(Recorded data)

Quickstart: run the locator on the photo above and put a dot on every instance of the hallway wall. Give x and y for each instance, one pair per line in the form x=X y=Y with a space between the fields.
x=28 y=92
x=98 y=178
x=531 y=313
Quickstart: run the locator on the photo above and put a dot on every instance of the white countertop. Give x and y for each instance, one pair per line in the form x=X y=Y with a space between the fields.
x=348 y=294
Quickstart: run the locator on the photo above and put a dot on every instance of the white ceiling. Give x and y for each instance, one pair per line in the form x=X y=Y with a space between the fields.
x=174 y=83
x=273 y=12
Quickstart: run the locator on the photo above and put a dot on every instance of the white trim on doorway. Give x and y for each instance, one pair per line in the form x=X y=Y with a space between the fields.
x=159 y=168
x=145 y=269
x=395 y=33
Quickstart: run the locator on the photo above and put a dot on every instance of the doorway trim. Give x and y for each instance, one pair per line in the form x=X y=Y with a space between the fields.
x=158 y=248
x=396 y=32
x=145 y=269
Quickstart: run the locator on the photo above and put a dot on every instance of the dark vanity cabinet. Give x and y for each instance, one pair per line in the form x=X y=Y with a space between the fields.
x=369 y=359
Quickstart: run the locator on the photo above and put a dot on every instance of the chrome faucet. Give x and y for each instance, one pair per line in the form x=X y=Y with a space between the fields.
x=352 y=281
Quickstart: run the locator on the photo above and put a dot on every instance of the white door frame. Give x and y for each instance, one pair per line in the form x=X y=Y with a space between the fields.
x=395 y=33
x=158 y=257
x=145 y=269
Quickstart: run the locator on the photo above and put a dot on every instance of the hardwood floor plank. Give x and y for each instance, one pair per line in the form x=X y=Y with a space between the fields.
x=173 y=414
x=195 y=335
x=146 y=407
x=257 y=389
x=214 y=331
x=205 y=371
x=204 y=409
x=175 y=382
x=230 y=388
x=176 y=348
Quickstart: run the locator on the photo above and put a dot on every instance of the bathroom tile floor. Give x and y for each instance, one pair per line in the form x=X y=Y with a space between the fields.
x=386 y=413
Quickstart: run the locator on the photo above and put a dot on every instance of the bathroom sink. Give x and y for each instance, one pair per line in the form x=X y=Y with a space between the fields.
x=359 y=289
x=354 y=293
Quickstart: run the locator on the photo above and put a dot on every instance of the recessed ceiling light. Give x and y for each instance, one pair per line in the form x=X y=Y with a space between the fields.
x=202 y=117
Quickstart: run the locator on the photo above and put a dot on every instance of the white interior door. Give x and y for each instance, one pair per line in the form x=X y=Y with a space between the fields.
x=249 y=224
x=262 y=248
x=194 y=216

■ TO BE DONE
Set out the rows as a numbered list, starting at the line with "the white door" and running through the last line of the rows, both included. Leave out any blank lines.

■ WRITTEN ANSWER
1. Quickstart: run the locator on the photo above and put a dot on every instance of the white door frame. Give x and y for each instance, one pair per line in the form x=X y=Y with a space between the fields.
2. x=395 y=33
3. x=158 y=257
4. x=145 y=269
5. Quickstart: run the locator on the photo above and put a dot on every instance of the hardwood floor plank. Give x and y for each instance, one pair per line in the form x=X y=Y with a space between the fields.
6. x=173 y=414
7. x=195 y=335
8. x=146 y=407
9. x=257 y=389
10. x=214 y=331
11. x=205 y=371
12. x=204 y=409
13. x=175 y=382
14. x=230 y=388
15. x=176 y=348
16. Quickstart: run the locator on the photo above and put a dot on every instance of the bathroom tile floor. Give x and y for each instance, one pair per line in the form x=X y=Y with a space between the fields.
17. x=386 y=413
18. Quickstart: run the locator on the photo above and put a dot on every instance of the bathroom sink. Give x and y for each instance, one pair per line in the form x=X y=Y with a space between the fields.
19. x=359 y=289
20. x=354 y=293
21. Quickstart: run the locator on the photo above and put a dot on every instance of the recessed ceiling light. Give x and y for each instance, one pair per line in the form x=X y=Y with a space between the fields.
22. x=202 y=117
23. Quickstart: run the locator on the photo above and put a dot on every instance of the white interior door. Give x and y for each instance, one pair per line in the form x=X y=Y with a space between the fields.
24. x=249 y=224
25. x=262 y=248
26. x=194 y=216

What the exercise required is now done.